**Exercise materials**.

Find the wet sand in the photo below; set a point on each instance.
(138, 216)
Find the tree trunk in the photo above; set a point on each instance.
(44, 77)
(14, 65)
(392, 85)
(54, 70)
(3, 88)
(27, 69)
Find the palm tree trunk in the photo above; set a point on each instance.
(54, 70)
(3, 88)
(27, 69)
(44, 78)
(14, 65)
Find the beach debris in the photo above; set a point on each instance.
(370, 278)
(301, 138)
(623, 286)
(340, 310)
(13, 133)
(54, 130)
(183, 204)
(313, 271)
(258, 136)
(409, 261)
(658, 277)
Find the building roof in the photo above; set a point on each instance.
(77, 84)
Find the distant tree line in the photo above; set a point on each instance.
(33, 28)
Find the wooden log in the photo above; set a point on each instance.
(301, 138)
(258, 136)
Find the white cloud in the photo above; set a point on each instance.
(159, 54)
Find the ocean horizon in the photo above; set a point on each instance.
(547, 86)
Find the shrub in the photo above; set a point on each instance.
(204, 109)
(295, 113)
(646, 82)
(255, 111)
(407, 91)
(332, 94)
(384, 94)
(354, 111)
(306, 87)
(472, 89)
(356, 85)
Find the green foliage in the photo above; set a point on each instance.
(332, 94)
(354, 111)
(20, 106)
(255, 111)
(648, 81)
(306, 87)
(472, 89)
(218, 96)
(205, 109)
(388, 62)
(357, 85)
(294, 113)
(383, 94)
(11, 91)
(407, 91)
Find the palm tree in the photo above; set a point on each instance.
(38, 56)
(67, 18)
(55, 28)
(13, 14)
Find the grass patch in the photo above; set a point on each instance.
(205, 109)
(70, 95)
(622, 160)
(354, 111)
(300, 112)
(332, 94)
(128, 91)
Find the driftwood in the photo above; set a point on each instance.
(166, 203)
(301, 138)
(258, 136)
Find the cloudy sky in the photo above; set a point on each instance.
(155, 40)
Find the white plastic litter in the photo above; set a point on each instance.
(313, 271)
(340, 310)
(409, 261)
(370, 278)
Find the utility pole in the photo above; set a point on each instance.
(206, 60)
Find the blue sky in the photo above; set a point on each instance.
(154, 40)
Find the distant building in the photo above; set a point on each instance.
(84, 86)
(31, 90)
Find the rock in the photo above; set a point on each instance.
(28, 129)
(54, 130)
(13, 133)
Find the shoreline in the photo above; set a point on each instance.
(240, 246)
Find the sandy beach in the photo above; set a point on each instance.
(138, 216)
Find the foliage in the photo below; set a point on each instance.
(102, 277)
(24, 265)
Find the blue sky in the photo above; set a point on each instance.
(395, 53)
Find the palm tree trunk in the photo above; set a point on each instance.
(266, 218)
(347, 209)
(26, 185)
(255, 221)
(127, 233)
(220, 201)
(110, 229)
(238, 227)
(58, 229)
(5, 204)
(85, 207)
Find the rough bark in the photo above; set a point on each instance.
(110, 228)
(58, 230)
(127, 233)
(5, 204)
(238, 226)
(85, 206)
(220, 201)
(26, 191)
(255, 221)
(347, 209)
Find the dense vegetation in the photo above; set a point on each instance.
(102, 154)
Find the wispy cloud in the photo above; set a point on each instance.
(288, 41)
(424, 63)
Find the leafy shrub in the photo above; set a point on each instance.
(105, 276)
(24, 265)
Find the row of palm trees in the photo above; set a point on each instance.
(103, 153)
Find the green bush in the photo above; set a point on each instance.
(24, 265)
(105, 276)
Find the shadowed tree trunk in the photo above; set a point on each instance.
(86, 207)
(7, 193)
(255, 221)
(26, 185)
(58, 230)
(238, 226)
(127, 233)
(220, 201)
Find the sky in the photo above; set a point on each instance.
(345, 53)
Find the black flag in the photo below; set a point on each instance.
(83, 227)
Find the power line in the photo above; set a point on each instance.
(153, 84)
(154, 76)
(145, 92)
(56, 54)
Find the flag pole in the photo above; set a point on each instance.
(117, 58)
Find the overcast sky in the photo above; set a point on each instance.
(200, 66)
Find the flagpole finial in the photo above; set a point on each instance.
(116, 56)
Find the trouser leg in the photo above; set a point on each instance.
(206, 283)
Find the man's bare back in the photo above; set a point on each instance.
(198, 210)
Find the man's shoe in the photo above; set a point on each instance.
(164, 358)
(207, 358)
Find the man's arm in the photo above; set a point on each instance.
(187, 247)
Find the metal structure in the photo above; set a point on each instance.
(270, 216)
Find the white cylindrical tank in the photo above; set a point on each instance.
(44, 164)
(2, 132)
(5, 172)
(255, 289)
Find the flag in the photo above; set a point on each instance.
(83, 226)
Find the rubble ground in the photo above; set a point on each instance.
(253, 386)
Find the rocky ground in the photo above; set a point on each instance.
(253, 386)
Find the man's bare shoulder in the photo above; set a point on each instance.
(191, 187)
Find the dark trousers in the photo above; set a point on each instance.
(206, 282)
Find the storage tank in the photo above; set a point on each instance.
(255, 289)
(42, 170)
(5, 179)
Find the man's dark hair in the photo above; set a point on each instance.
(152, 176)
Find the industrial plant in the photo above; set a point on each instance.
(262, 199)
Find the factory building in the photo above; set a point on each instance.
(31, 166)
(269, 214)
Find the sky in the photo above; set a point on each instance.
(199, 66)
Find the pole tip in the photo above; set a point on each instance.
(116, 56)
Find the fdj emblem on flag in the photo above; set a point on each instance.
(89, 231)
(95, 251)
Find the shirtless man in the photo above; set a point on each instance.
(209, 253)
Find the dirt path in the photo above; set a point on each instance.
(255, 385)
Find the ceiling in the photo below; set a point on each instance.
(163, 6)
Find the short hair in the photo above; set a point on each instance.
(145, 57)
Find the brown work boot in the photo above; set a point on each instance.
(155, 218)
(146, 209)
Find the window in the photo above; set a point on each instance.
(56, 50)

**What the exercise asks**.
Each line of the material should be duplicated exactly, please.

**Solution to the problem**.
Find the wet sand in the photo below; set a point on each instance.
(138, 216)
Find the tree trunk in the photo above; set a point on each instance.
(44, 77)
(14, 65)
(392, 85)
(54, 70)
(3, 88)
(27, 69)
Find the palm tree trunk in the photo above; set a point on each instance.
(54, 70)
(3, 88)
(27, 69)
(44, 78)
(14, 65)
Find the beach debris in the photo above; set a point on each instance.
(370, 278)
(301, 138)
(623, 286)
(340, 310)
(13, 133)
(54, 130)
(183, 204)
(313, 271)
(258, 136)
(409, 261)
(658, 277)
Find the building roof in the photo above; set a point on each instance.
(77, 84)
Find the distant tree line in the photo above; set a point on each instance.
(33, 28)
Find the wooden log in the photo above; set a point on each instance.
(301, 138)
(258, 136)
Find the white cloud in the photo above; set a point on each instance.
(159, 54)
Find the ocean horizon in the photo above; set a point on each instance.
(547, 86)
Find the shrub in the photo above; set a point on each instance.
(204, 109)
(295, 113)
(646, 82)
(255, 111)
(407, 91)
(332, 94)
(384, 94)
(354, 111)
(306, 87)
(472, 89)
(356, 85)
Find the green foliage in the photo above; set a point on each instance.
(332, 94)
(354, 111)
(20, 106)
(255, 111)
(648, 81)
(306, 87)
(472, 89)
(218, 96)
(205, 109)
(388, 62)
(357, 85)
(294, 113)
(383, 94)
(11, 91)
(407, 91)
Find the palm tree in the photo above; set a point on each instance.
(38, 56)
(67, 18)
(55, 28)
(13, 14)
Find the grass patch in the photo above; set a point on each instance.
(205, 109)
(70, 95)
(622, 160)
(354, 111)
(300, 112)
(332, 94)
(128, 91)
Find the driftwood in the photo above; set a point on each instance.
(166, 203)
(301, 138)
(258, 136)
Find the cloudy sky in the photo above; set a point on each instance.
(155, 40)
Find the white plastic litter in the photo above; set a point on each instance.
(313, 271)
(340, 310)
(409, 261)
(370, 278)
Find the utility pole in the photo above; set a point on each instance.
(206, 60)
Find the blue sky in the photo above; set a point on each instance.
(154, 40)
Find the distant building in the photo above; set a point on each instance.
(84, 86)
(31, 90)
Find the rock in the photo above; set a point on each instance.
(28, 129)
(54, 130)
(13, 133)
Find the shoreline in the photo above; set a point on each instance.
(240, 246)
Find the sandy beach in the photo above; set a point on each instance.
(138, 216)
Find the foliage in the photo below; set a point on each instance.
(102, 277)
(24, 265)
Find the blue sky in the photo above; set a point on each instance.
(395, 53)
Find the palm tree trunk in the photo above; set a point on each instance.
(266, 218)
(347, 209)
(26, 185)
(255, 221)
(127, 233)
(220, 201)
(110, 229)
(238, 227)
(58, 229)
(5, 204)
(85, 207)
Find the rough bark in the photo above; set a point on each instance.
(110, 228)
(58, 230)
(127, 233)
(5, 204)
(238, 226)
(85, 206)
(220, 201)
(26, 191)
(255, 221)
(347, 209)
Find the dense vegetation in the photo above; set a point on each instance.
(102, 154)
Find the wispy cloud in the photo above; set a point on each instance.
(288, 41)
(424, 63)
Find the leafy shrub in the photo above; set a point on each instance.
(105, 276)
(24, 265)
Find the row of palm trees in the photo above; set a point on each instance.
(103, 153)
Find the green bush in the photo above; set a point on each instance.
(24, 265)
(105, 276)
Find the shadowed tree trunk in the photo above; set a point on each instance.
(86, 207)
(7, 193)
(255, 221)
(26, 185)
(58, 230)
(238, 226)
(127, 233)
(220, 201)
Find the sky in the photo above; set a point on each instance.
(345, 53)
Find the black flag in the photo below; set a point on each instance.
(83, 227)
Find the power line in the photo above; set a point on each instance.
(153, 84)
(154, 76)
(145, 92)
(56, 54)
Find the flag pole in the photo above; set a point on each instance.
(117, 58)
Find the overcast sky in the photo above; set a point on each instance.
(200, 66)
Find the flagpole finial in the photo above; set a point on each instance.
(116, 56)
Find the trouser leg in the photo above; set a point on each instance.
(206, 283)
Find the man's bare back in the photo above; set a point on each instance.
(198, 210)
Find the man's shoe in the photo above; set a point on each instance.
(164, 358)
(207, 358)
Find the man's arm in the photo above; set a point on each instance.
(187, 247)
Find the metal structure in the photo above; set a point on each instance.
(270, 216)
Find the white cylindrical tank in the photo above; set a point on each instance.
(44, 164)
(2, 132)
(5, 172)
(255, 289)
Find the flag in the photo above; set a point on each instance.
(83, 226)
Find the rubble ground in the photo above; set a point on each instance.
(253, 386)
Find the rocky ground in the photo above; set a point on each instance.
(253, 386)
Find the man's bare shoulder in the photo above; set a point on each instance.
(191, 187)
Find the dark trousers in the photo above; set a point on each instance.
(206, 282)
Find the storage tank in the photo above; set a point on each instance.
(255, 289)
(42, 170)
(5, 179)
Find the man's dark hair in the photo above; set a point on each instance.
(152, 176)
Find the industrial plant in the photo above; set a point on each instance.
(262, 199)
Find the factory building in the photo above; set a point on each instance.
(31, 166)
(269, 214)
Find the sky in the photo above; set a point on each instance.
(199, 66)
Find the pole tip in the photo above; set a point on each instance.
(116, 56)
Find the fdj emblem on flag in the photo above; set a point on each instance.
(89, 231)
(95, 251)
Find the shirtless man in the photo above; set a point on each instance.
(209, 253)
Find the dirt path in the photo above; set a point on each instance.
(255, 385)
Find the ceiling in the photo below; set a point on each instance.
(163, 6)
Find the short hair in the photo above; set a point on each instance.
(145, 57)
Find the brown work boot in the photo above; set a point on each instance.
(155, 218)
(146, 209)
Find the window in the photo above; set a point on each instance.
(56, 50)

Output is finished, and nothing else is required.